_ABOUT THIS EXERCISE_
What you give back should match the records word for word.

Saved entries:
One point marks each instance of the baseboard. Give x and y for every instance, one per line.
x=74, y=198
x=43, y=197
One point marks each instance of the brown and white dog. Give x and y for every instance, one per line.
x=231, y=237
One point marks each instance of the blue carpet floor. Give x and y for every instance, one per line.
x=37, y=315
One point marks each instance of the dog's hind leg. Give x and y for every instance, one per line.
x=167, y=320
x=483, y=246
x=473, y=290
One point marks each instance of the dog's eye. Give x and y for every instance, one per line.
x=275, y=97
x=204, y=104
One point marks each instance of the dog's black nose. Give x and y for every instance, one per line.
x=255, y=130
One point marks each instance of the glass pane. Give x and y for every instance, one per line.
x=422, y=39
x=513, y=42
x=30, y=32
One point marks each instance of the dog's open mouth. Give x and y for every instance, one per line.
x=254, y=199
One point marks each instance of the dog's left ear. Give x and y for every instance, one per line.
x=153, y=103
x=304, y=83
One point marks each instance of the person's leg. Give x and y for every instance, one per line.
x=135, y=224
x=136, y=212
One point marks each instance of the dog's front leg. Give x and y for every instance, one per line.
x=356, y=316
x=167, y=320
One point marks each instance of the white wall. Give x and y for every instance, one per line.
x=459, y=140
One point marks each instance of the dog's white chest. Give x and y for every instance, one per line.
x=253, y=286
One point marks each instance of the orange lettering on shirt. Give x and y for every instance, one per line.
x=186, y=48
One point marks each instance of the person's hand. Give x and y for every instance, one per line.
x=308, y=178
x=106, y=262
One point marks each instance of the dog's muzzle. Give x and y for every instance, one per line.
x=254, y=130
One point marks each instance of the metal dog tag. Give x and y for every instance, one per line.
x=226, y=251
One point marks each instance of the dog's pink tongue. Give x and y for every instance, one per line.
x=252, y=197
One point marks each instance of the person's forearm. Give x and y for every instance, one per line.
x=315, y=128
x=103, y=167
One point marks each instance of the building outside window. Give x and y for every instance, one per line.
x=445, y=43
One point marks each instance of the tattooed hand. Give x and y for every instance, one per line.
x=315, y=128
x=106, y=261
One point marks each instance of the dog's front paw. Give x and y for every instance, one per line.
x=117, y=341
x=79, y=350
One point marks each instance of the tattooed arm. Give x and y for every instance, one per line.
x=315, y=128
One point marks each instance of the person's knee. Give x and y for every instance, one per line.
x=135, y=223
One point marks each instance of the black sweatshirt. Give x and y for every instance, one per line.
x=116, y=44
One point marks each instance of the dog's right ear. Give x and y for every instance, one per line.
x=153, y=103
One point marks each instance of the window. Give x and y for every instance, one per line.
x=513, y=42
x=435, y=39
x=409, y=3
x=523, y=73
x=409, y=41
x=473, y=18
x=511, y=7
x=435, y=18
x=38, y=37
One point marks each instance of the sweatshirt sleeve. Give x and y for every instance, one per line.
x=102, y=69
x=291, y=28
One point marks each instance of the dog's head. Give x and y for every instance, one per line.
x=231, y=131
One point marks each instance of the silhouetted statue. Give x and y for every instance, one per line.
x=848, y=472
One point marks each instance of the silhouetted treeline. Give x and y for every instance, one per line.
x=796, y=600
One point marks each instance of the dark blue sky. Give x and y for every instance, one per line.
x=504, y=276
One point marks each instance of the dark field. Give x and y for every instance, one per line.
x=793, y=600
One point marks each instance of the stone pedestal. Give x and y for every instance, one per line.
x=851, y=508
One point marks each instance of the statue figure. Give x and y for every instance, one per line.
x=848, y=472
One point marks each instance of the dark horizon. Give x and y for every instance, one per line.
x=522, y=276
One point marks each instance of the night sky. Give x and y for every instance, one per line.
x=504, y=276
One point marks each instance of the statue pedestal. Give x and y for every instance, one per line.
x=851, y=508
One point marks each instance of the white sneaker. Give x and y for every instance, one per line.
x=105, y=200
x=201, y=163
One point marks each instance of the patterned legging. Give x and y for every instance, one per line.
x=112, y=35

_SOLUTION TO THIS EXERCISE_
One point marks each instance of the baseboard. Give x and y for every instance, one per line.
x=74, y=198
x=43, y=197
One point marks each instance of the brown and white dog. Give x and y for every instance, one per line.
x=231, y=237
One point marks each instance of the blue carpet floor. Give x and y for every instance, one per line.
x=37, y=315
One point marks each instance of the dog's hind leg. Give x and y for every instance, one per line.
x=167, y=320
x=483, y=246
x=473, y=290
One point marks each instance of the dog's eye. Give x and y for every instance, one per line.
x=275, y=97
x=204, y=104
One point marks each instance of the dog's black nose. Give x and y for every instance, one per line.
x=255, y=130
One point marks each instance of the glass pane. Give x and y for every instance, one per line.
x=422, y=39
x=513, y=42
x=30, y=32
One point marks each instance of the dog's open mouth. Give x and y for every instance, one per line.
x=254, y=199
One point marks each instance of the dog's left ear. Give x and y for every instance, one per line.
x=153, y=103
x=304, y=83
One point marks each instance of the person's leg. Give x and y for every instance, one per line.
x=135, y=224
x=136, y=212
One point marks each instance of the dog's front leg. Give x and y for every instance, one per line.
x=356, y=316
x=167, y=320
One point marks each instance of the white wall. Give x and y for every instance, one per line.
x=459, y=140
One point marks each instance of the dog's white chest. Give x and y for every instance, one per line.
x=253, y=286
One point marks each instance of the orange lettering on shirt. Give x and y for every instance, one per line.
x=186, y=48
One point marks each instance of the person's hand. Give x and y for every instance, one per line.
x=308, y=178
x=106, y=262
One point marks each instance of the dog's muzzle. Give x and y for every instance, one per line.
x=254, y=130
One point marks each instance of the metal dog tag. Give x and y for every instance, one per line.
x=226, y=251
One point marks each instance of the dog's pink tongue. Give x and y for every instance, one per line.
x=252, y=197
One point marks each instance of the person's forearm. Give x and y for every instance, one per line.
x=315, y=128
x=103, y=167
One point marks each instance of the building outside window. Give x and y for every instance, one per line.
x=445, y=43
One point marks each instance of the tattooed hand. Give x and y for every instance, one per line.
x=315, y=128
x=106, y=261
One point marks each instance of the dog's front paw. Give x and y for every instance, one per line.
x=117, y=341
x=79, y=350
One point marks each instance of the tattooed arm. Give x and y for every instance, one per line.
x=315, y=128
One point marks each instance of the person's knee. Give x and y for every instance, one per line.
x=135, y=223
One point marks each instance of the black sweatshirt. Give x and y for every instance, one per line.
x=116, y=44
One point marks each instance of the dog's right ear. Give x and y for every instance, one per line.
x=153, y=103
One point marks each instance of the window. Give x and y for every instance, one per line.
x=513, y=42
x=435, y=39
x=409, y=3
x=523, y=73
x=409, y=41
x=473, y=18
x=511, y=7
x=435, y=18
x=38, y=37
One point marks each instance of the sweatshirt sleeve. Give x and y for every instance, one per line.
x=102, y=69
x=291, y=28
One point marks each instance of the dog's head. Give x and y for every instance, one per line.
x=231, y=131
One point marks each instance of the silhouetted statue. Give x and y for every instance, one per line.
x=848, y=472
One point marks each instance of the silhouetted treeline. Give x and y for every instance, one per line.
x=796, y=600
One point marks each instance of the dark blue sky. Give x and y for every instance, one per line.
x=504, y=276
One point marks each instance of the dark field. Give x and y for every instance, one per line.
x=793, y=600
One point marks each instance of the stone pedestal. Give x and y for every instance, one per line.
x=851, y=508
One point marks each instance of the statue figure. Give x and y for every instance, one per line.
x=848, y=472
One point marks each instance of the dark horizon. Give x and y for every instance, one per line.
x=522, y=276
One point marks each instance of the night sky. Give x and y for every instance, one per line.
x=504, y=276
One point marks each instance of the statue pedestal. Give x and y for every instance, one per line.
x=851, y=508
One point marks each instance of the white sneaker. Give x and y for every instance, one per line.
x=105, y=200
x=201, y=163
One point marks each instance of the patterned legging. Give x and y for every instance, one per line.
x=112, y=35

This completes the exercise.